* PROBLEM:
Repeat, please, exactly the lines from the one that has "Query: boat on water" through the end of the records below, with pictures dropped.

Segment Start: RECORDS FOR THIS TASK

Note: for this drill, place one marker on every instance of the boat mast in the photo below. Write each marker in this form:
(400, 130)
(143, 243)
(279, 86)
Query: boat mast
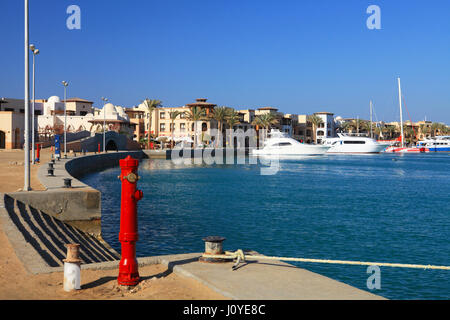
(401, 114)
(371, 135)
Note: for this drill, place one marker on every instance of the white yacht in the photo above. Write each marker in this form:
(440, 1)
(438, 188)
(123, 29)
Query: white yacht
(435, 144)
(353, 143)
(280, 143)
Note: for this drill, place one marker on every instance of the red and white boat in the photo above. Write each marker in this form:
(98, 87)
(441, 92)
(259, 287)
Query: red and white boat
(397, 149)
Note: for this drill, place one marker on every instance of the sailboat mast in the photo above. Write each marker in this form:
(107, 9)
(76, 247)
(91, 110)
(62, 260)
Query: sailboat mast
(371, 134)
(401, 113)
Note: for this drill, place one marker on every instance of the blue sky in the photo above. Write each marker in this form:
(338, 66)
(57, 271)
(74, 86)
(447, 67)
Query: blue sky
(298, 56)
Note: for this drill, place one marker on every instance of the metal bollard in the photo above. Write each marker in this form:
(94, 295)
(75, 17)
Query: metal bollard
(72, 268)
(128, 235)
(213, 245)
(67, 183)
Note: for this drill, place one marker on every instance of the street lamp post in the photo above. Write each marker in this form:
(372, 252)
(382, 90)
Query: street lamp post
(35, 53)
(104, 124)
(26, 186)
(65, 84)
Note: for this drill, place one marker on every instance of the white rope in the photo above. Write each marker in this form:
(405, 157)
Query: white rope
(240, 256)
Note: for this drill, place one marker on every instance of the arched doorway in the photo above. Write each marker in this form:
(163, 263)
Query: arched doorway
(111, 145)
(2, 140)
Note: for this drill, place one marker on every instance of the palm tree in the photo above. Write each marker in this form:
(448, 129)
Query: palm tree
(408, 131)
(196, 114)
(316, 121)
(220, 114)
(363, 125)
(435, 126)
(173, 115)
(151, 105)
(232, 119)
(258, 123)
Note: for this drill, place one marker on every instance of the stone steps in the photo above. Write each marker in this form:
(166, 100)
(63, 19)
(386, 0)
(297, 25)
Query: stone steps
(48, 236)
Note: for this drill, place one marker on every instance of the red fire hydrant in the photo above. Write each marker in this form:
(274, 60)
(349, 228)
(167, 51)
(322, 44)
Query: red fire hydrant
(38, 152)
(128, 235)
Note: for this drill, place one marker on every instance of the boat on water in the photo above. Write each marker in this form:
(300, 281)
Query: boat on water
(399, 149)
(436, 144)
(279, 143)
(354, 143)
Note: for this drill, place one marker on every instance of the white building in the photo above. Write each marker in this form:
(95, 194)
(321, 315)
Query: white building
(52, 120)
(327, 129)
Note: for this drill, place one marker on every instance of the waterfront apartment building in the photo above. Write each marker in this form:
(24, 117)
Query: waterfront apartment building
(160, 125)
(326, 129)
(12, 122)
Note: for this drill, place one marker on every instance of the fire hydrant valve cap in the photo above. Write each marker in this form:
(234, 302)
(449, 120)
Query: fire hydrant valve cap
(129, 162)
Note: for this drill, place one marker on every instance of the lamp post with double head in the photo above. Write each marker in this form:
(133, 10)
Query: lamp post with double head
(65, 84)
(26, 186)
(35, 53)
(104, 123)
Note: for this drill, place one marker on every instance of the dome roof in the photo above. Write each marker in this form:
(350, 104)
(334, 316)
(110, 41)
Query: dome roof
(120, 110)
(53, 99)
(109, 109)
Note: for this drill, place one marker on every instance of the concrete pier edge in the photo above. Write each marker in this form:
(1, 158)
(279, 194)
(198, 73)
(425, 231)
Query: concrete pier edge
(289, 282)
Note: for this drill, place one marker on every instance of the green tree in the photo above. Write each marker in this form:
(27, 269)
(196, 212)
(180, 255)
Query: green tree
(196, 114)
(220, 114)
(316, 121)
(173, 115)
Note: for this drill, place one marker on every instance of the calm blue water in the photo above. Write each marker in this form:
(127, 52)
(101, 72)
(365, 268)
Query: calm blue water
(385, 208)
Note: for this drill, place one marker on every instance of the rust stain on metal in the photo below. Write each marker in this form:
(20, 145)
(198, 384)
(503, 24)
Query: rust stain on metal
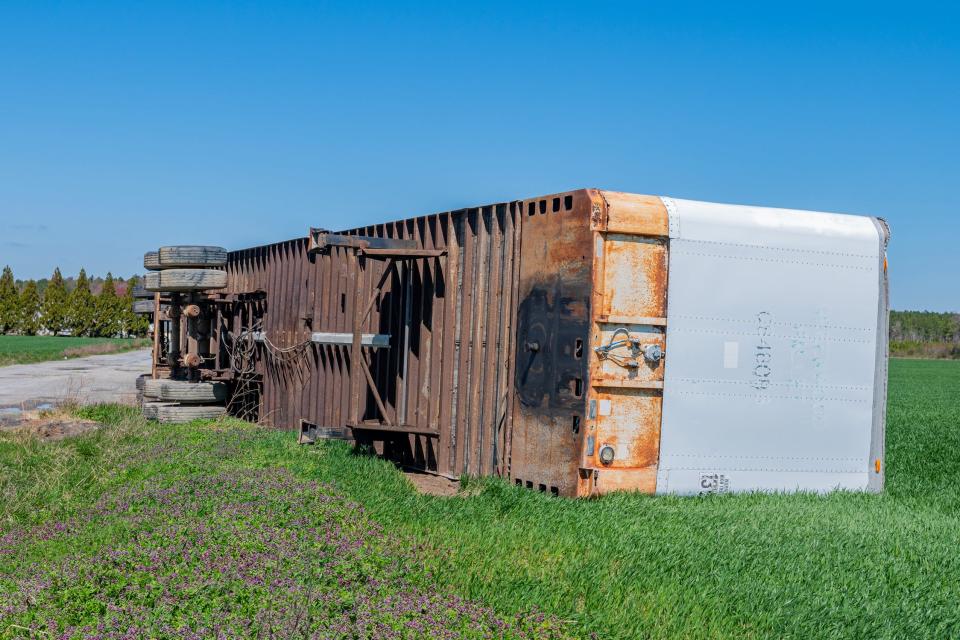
(493, 313)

Segment End: RECORDS FOR THIS TASK

* EXERCISE OUTPUT:
Query: boat on water
(399, 149)
(436, 144)
(279, 143)
(354, 143)
Note: for this drill, place one marker on every instance of the white building in the photo above. Write each marker in this form:
(95, 194)
(321, 315)
Query: white building
(52, 120)
(327, 129)
Note: for this drill, place one marker on every instance of the waterfront apartment building in the photo above. Write each marker in this form:
(24, 117)
Query: waterfront apartment building
(160, 125)
(326, 129)
(12, 122)
Note: for this drill, place one marker on every instance of the fire hydrant valve cap in the photo above. Write each marker in this form:
(234, 302)
(449, 120)
Query: fire hydrant valve cap
(129, 162)
Note: for this drill, place one marker on every instance of the lamp post with double head in the photo above. Write each marker in this form:
(133, 10)
Query: lamp post with double head
(65, 84)
(26, 186)
(35, 53)
(104, 123)
Note: for this drill, place one marker on every instance of the dome roof in the photo above. Write each marker in this form:
(350, 104)
(334, 316)
(110, 41)
Query: dome roof
(120, 110)
(53, 99)
(109, 109)
Note: for this drill, place one marker on every instance of the concrete pier edge in the photo above. Write each marker in this form:
(1, 158)
(279, 194)
(198, 73)
(425, 231)
Query: concrete pier edge
(289, 282)
Note: for this drill, place one marker on every instance of the green tree in the photo above. Write each marker in this form:
(27, 269)
(196, 212)
(180, 255)
Query: green tree
(196, 114)
(220, 114)
(316, 121)
(173, 115)
Note: for this drill, place one marker on every instance of the calm blue water in the photo above. Write each marker in this form:
(127, 52)
(101, 72)
(365, 268)
Query: calm blue water
(385, 208)
Note: for this drill, place one marker on every instance of the rust stain on metal in the photo below. Write each marker in this form:
(20, 145)
(198, 384)
(503, 24)
Query: rust stain on metal
(493, 313)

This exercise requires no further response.